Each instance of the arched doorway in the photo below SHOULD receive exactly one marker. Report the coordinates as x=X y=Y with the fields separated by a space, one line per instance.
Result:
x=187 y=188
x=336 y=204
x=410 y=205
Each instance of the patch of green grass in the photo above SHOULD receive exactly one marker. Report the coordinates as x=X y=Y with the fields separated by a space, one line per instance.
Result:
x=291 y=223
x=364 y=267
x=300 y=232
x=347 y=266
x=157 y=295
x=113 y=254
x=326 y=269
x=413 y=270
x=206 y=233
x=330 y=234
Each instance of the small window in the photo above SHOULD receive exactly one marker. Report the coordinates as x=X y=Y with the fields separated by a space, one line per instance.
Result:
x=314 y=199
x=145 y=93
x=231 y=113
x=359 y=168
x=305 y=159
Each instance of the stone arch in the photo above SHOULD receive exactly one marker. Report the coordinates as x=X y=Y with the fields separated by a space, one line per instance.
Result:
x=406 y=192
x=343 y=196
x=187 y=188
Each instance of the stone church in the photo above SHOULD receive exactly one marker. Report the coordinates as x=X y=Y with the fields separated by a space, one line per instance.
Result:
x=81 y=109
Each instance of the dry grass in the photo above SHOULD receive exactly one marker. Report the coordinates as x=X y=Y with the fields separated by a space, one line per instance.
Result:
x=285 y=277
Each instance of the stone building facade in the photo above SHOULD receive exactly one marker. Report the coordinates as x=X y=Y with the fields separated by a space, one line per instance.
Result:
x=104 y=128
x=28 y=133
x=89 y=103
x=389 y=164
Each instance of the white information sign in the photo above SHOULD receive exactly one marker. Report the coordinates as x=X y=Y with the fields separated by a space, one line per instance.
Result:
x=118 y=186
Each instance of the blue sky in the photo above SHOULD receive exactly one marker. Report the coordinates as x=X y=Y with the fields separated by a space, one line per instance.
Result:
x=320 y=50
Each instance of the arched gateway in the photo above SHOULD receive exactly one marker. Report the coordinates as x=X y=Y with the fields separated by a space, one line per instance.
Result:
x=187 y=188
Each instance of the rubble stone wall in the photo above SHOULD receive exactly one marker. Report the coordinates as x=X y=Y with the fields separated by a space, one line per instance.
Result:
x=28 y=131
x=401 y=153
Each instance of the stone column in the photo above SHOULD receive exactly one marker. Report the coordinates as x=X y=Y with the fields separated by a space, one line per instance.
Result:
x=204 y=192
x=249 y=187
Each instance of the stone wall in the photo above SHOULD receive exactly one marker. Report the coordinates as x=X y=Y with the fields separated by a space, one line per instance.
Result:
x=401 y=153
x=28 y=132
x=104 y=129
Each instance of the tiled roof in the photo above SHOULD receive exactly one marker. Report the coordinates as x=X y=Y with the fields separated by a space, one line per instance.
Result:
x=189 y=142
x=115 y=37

# # # #

:: Task item ::
The material above should be returned exactly, in full.

:: Solution to the exercise ::
Each instance of the arched doorway in the photo below SHOULD receive exactly one marker. Report the coordinates as x=X y=Y with the fields separated by a space, one line per instance.
Result:
x=187 y=188
x=336 y=204
x=410 y=205
Each instance of the patch of green grass in the photo above SHOULD receive exactly one marker. Report the coordinates as x=X y=Y with the fields separated by a space, one line per instance.
Result:
x=291 y=223
x=364 y=267
x=300 y=232
x=347 y=266
x=157 y=295
x=113 y=254
x=326 y=269
x=413 y=270
x=206 y=233
x=330 y=234
Each instance of the small window in the photo above SHOULD receive exactly one marker. Report the coordinates as x=X y=Y with the fields separated by a space, one line per instance.
Result:
x=314 y=199
x=145 y=93
x=231 y=113
x=359 y=168
x=305 y=159
Each instance of the stone arch in the photo above SHOULD receive exactly one marker. Report the coordinates as x=X y=Y with the fields separated by a space, one line per instance.
Result:
x=406 y=192
x=343 y=196
x=187 y=188
Each instance of the stone church in the photo above SHOULD receive exactly one marker. Report the coordinates as x=X y=Y with the fields separated by a space, one line per instance.
Result:
x=81 y=109
Each instance of the dry grass in the photo above SHOULD receive exactly one marker. Report the coordinates as x=X y=Y with the fields separated by a space, one line per instance.
Result:
x=285 y=277
Each instance of the stone building facade in the photo above SHOULD receive exactly one marker. Report the coordinates as x=X y=Y with the fields separated by a space, one line per instance.
Result:
x=104 y=128
x=28 y=133
x=89 y=103
x=389 y=164
Each instance of the white information sign in the photo above SHOULD receive exactly one marker. Report the coordinates as x=X y=Y with the fields separated by a space, one line per instance.
Result:
x=118 y=186
Each instance of the blue sky in the photo above SHOULD receive exactly one marker. Report the coordinates as x=X y=Y with the fields separated by a space, one line per instance.
Result:
x=320 y=50
Each instance of the arched gateway in the photo above SHOULD receive exactly one marker. Report the coordinates as x=X y=Y with the fields separated by a space, one line per instance.
Result:
x=187 y=188
Each instance of the rubble stone wall in the photo above SHOULD receive exactly one marker. Report the coordinates as x=X y=Y with the fields separated by a space, one line per instance.
Result:
x=28 y=131
x=401 y=153
Each instance of the stone column in the photo above SHOULD receive exactly one marker. Report the coordinates as x=X y=Y with the fields separated by a space, one line per instance.
Result:
x=204 y=192
x=249 y=187
Each instance of the stone wall in the photo above SHOULD receive exactly one marker. Report the coordinates as x=X y=Y with the fields separated by a space, one line per instance.
Result:
x=401 y=153
x=28 y=132
x=104 y=129
Each instance of the tiled roof in the photo above SHOULD receive exactly one marker. Report the coordinates as x=X y=Y with the fields separated by a space, one line per instance.
Result:
x=189 y=142
x=115 y=37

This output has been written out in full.